> **Task material**
* * *

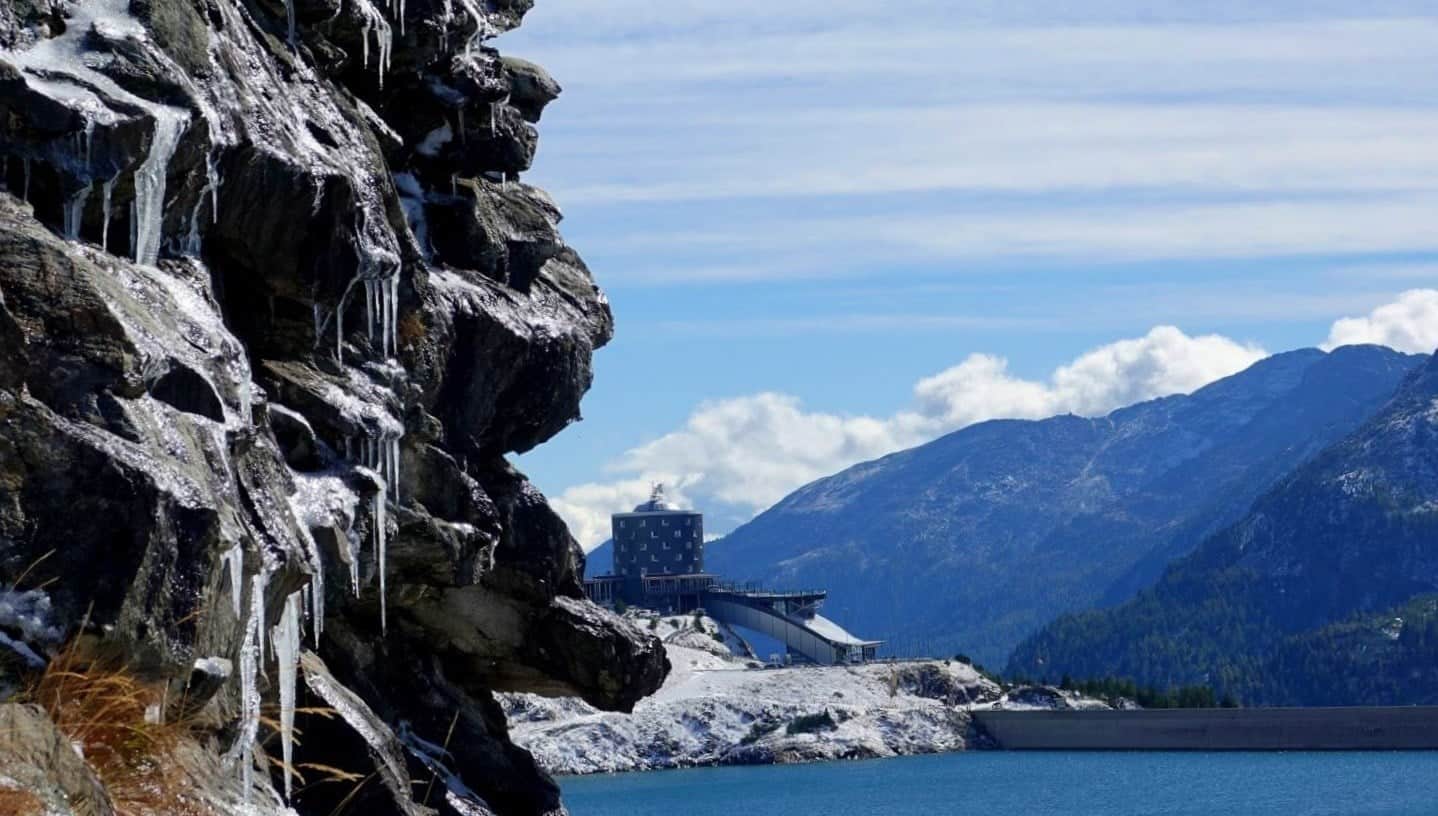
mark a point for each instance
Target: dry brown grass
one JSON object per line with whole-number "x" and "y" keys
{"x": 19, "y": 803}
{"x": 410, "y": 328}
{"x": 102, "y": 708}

* * *

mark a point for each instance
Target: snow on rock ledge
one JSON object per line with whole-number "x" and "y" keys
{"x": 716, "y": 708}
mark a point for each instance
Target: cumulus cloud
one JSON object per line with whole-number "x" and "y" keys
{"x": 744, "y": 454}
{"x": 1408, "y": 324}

* * *

> **About this exercise**
Scan the records above for the string "Target", then report every line that contains it.

> **Result for this exercise**
Target: dry brown grass
Target: snow on rock ledge
Target: cumulus cloud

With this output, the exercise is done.